● Extract provided:
▬▬▬
The North Bay’s largest garbage hauler this week showed off upgrades to its Santa Rosa recycling center that the company hopes will convince regulators to sign off on needed permits.

The Ratto Group has spent eight months re-engineering its Standish Avenue facility, which health inspectors ordered closed over excessive garbage levels.

The company expects the work will help it secure a required state solid waste permit and assure a pending sale of the company to San Francisco-based Recology.

“Jim Ratto has made a significant investment of $8 million in an important component of the community infrastructure to achieve its environmental goals,” said company spokesman Eric Koenigshofer.

Since the facility shut down, much of Sonoma County’s recycling is being hauled to facilities as far away as the Central Valley.

Under a banner that read “The Future of Recycling,” company officials gave tours for public officials and the media Wednesday, allowing them to inspect the new equipment in the refurbished facility. Key upgrades include $1 million in new asphalt and concrete, which regulators had said was in poor condition, a $175,000 wastewater containment system, and a $250,000 drum feeder from the Netherlands that will “fluff up” material as it enters the sorting line and make it easier for workers to separate out recyclable material, Koenigshofer said.

Other upgrades include an improved glass separator, a new device that uses electromagnetic current to separate metals from the waste stream, and a network of overhead metal ducts through which aluminum and paper are blown into piles and later bailed.

New steel support beams were also installed to replace the ones that had become bent from trucks colliding with them over the years. New lighting and pest control measures also were added, Koenigshofer said.

Inspections are underway, and if all goes well, CalRecycle should grant the company a solid waste permit at its Aug. 15 meeting, said Scott Alonso, spokesman for the Sonoma County Department of Health Services.

“They’ve followed the entire process, so everything looks good,” Alonso said.

The company operated for years outside of state laws that require recycling centers to keep non-recyclable material below 10 percent.

Following a complaint, inspections performed in 2015 showed garbage levels over 20 percent, which the company said is a consequence of people placing non-recyclable material in blue bins.
▬▬▬
● Data lines:
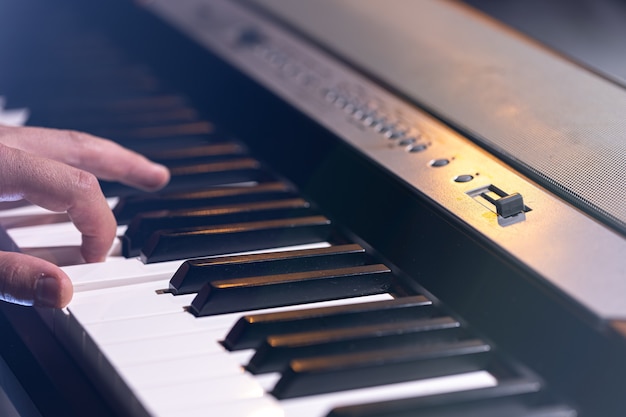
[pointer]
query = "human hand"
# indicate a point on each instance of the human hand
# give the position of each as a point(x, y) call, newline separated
▬▬▬
● Given exercise A:
In the recycling center article, condense the paragraph beginning "Under a banner that read" into a short bulleted list that keeps its main facts.
● Given exercise B:
Answer these questions using the recycling center article:
(i) How many months did The Ratto Group spend re-engineering its Standish Avenue facility?
(ii) Which company is set to buy The Ratto Group, and where is it based?
(iii) What garbage levels did the 2015 inspections find?
● Given exercise C:
Print everything in the recycling center article from "The Ratto Group" down to "the Central Valley.", without changing a word.

● Worked solution A:
- On Wednesday, company officials gave public officials and the media tours of the refurbished facility under a banner reading "The Future of Recycling."
- Visitors could inspect the new equipment.
- Key upgrades, according to Koenigshofer:
  - $1 million in new asphalt and concrete, which regulators had said was in poor condition
  - a $175,000 wastewater containment system
  - a $250,000 drum feeder from the Netherlands that will "fluff up" material entering the sorting line, making it easier for workers to separate out recyclables

● Worked solution B:
(i) Eight months.
(ii) Recology, which is based in San Francisco.
(iii) Over 20 percent.

● Worked solution C:
The Ratto Group has spent eight months re-engineering its Standish Avenue facility, which health inspectors ordered closed over excessive garbage levels.

The company expects the work will help it secure a required state solid waste permit and assure a pending sale of the company to San Francisco-based Recology.

“Jim Ratto has made a significant investment of $8 million in an important component of the community infrastructure to achieve its environmental goals,” said company spokesman Eric Koenigshofer.

Since the facility shut down, much of Sonoma County’s recycling is being hauled to facilities as far away as the Central Valley.